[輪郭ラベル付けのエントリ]
+-------+
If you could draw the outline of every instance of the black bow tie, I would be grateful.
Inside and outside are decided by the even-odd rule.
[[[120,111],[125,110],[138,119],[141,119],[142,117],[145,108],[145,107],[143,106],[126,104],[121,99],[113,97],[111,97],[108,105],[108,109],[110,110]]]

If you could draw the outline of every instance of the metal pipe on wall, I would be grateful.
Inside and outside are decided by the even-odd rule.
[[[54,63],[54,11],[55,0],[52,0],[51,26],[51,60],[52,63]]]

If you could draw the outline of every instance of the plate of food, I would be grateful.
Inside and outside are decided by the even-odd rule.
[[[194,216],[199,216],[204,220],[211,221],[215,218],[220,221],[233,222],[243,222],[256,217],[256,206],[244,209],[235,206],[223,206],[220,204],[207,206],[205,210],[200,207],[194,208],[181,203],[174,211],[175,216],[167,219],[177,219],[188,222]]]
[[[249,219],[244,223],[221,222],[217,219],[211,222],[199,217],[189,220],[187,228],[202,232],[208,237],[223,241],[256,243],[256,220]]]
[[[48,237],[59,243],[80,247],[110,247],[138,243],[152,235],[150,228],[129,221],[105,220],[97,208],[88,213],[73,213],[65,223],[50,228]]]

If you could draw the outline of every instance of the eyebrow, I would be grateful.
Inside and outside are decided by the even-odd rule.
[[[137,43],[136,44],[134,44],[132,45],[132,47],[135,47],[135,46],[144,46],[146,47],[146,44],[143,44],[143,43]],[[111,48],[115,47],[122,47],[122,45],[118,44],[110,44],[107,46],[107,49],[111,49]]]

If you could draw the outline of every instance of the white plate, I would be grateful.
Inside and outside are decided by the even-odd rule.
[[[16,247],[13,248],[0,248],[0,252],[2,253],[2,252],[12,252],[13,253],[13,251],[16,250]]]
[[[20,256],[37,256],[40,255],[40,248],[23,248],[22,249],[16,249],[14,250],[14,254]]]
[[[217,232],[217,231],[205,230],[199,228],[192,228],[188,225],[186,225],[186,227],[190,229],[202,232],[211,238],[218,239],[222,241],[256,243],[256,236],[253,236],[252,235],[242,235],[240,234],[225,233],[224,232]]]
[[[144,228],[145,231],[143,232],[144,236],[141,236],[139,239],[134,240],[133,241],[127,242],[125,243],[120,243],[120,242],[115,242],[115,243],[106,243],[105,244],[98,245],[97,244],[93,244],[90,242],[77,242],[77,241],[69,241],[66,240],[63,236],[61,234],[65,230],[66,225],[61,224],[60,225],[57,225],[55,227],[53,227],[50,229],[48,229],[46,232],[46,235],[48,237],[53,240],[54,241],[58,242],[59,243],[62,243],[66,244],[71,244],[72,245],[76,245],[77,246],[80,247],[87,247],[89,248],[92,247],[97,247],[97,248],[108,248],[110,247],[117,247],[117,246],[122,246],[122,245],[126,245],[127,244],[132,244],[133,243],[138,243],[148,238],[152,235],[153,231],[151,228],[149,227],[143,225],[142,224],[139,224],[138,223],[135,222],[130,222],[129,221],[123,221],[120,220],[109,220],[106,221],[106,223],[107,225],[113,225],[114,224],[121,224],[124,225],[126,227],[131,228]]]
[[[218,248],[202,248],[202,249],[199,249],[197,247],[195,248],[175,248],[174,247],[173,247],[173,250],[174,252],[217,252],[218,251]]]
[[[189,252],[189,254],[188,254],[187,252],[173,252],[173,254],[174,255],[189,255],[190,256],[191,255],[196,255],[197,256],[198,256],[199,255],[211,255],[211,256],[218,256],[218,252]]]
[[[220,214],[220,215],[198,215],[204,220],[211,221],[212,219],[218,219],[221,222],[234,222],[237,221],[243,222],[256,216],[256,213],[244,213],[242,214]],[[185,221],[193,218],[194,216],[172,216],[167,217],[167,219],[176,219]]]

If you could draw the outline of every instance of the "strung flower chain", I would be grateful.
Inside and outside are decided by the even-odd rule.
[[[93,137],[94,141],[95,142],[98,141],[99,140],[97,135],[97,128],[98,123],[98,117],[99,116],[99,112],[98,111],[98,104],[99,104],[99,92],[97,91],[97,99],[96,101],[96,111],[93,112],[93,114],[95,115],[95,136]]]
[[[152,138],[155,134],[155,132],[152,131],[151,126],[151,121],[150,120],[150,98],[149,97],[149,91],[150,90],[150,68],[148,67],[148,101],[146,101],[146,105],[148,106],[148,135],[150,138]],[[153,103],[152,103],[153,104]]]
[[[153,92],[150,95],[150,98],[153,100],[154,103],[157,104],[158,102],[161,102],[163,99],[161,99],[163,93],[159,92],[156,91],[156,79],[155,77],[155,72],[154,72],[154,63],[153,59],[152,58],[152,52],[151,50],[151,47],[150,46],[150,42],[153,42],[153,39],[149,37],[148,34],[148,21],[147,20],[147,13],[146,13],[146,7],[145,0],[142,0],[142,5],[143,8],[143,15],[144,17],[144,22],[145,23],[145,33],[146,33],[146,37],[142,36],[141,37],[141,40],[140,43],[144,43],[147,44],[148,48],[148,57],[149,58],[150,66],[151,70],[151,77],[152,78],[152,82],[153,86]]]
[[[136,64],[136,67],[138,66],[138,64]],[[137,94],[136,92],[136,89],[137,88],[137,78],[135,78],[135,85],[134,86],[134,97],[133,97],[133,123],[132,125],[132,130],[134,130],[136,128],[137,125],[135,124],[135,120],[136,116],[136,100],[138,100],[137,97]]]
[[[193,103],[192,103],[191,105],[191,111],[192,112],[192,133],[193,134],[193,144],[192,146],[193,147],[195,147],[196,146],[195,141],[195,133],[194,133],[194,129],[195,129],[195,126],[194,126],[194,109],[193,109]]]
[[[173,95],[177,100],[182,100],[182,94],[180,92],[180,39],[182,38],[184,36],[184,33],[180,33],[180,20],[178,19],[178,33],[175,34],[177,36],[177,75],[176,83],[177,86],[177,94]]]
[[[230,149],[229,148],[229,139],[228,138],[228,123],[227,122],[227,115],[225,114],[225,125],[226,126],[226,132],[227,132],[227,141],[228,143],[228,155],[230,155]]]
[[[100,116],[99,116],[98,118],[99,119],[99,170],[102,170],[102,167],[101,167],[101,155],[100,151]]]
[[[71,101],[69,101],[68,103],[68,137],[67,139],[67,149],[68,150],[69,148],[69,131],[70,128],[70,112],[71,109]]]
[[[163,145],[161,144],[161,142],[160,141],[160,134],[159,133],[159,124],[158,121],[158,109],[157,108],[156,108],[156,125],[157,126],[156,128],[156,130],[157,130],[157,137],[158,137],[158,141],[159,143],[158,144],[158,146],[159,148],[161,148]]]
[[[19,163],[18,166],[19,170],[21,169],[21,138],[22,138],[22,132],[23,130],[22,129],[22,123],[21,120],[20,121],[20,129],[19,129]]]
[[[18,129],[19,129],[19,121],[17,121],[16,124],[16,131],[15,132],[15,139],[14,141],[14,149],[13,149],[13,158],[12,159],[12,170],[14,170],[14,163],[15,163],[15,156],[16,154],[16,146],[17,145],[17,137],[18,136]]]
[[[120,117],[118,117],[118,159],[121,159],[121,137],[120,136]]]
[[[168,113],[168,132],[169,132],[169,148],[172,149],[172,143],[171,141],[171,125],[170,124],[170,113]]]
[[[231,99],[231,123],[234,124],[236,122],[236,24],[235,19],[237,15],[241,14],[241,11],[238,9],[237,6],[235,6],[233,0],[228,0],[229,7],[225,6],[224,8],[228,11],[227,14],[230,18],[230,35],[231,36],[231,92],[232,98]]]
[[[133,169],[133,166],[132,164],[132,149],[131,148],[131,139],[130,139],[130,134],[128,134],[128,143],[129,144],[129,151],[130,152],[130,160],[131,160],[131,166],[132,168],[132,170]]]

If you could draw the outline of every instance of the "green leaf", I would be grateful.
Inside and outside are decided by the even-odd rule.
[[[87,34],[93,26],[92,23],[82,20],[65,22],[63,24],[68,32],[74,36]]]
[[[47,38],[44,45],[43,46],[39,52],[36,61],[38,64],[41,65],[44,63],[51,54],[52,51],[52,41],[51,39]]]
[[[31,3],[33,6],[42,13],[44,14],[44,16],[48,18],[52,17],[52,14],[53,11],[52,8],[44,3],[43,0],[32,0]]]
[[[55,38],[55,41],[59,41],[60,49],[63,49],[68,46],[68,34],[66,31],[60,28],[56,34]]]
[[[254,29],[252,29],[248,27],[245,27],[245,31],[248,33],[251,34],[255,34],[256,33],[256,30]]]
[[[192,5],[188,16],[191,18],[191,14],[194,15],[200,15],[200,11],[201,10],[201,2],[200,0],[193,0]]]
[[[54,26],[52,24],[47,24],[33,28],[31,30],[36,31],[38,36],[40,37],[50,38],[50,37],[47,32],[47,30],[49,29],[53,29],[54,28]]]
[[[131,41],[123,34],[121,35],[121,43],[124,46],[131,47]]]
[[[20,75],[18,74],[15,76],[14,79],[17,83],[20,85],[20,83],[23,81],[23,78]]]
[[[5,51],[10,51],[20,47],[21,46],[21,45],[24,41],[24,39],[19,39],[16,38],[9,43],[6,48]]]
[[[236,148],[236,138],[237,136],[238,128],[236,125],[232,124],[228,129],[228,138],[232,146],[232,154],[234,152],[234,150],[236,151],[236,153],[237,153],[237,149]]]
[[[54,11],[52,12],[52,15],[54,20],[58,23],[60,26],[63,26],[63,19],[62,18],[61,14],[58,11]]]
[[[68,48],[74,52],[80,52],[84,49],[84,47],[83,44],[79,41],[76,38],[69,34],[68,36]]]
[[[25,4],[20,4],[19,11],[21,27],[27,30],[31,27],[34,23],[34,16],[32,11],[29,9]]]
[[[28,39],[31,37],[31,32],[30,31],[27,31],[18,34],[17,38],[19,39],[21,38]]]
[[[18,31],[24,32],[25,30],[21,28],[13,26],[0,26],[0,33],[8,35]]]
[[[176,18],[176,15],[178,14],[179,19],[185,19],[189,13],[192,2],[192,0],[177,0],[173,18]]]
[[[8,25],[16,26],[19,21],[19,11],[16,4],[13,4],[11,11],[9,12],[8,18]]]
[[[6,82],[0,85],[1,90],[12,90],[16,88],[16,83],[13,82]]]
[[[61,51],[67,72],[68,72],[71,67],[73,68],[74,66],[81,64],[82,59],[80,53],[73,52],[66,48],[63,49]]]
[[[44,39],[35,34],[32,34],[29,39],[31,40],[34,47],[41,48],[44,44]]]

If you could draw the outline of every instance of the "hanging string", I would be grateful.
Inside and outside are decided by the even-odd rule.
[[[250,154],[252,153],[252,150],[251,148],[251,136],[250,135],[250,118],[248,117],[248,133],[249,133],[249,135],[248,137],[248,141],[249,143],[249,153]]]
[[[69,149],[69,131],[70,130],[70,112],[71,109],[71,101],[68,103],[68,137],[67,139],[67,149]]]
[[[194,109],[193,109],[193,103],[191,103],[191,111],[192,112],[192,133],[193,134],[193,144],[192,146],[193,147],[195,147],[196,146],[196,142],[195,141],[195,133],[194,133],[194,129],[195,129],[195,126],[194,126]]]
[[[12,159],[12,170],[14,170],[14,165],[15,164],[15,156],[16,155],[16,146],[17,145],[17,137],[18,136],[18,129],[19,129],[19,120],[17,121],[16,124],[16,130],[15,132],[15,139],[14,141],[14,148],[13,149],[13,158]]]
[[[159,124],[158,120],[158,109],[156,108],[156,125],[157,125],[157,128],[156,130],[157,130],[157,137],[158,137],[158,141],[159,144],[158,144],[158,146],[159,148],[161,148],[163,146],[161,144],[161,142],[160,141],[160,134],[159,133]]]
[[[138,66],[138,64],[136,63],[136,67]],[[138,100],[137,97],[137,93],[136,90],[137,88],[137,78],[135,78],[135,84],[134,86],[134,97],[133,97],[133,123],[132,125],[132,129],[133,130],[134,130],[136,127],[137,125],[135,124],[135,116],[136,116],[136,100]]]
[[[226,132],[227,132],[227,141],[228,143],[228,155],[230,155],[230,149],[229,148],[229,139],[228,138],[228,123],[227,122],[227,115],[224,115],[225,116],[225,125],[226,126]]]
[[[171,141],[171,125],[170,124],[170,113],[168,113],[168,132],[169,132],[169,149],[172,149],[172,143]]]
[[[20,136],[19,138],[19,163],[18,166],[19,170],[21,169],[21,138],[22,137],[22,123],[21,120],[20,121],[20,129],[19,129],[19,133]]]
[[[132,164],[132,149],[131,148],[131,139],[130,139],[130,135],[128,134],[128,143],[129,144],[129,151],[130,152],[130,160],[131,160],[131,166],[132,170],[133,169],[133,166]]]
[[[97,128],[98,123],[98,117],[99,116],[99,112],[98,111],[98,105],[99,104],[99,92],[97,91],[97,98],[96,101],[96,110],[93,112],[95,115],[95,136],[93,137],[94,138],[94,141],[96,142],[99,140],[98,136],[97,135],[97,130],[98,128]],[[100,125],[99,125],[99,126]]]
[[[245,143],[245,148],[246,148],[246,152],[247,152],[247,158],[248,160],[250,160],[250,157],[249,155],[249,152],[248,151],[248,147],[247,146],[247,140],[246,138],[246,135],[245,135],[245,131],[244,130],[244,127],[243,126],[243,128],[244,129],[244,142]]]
+-------+
やること: 上の一覧で、文字列「every」を含む行はいくつありますか。数だけを答えてください。

最終結果: 8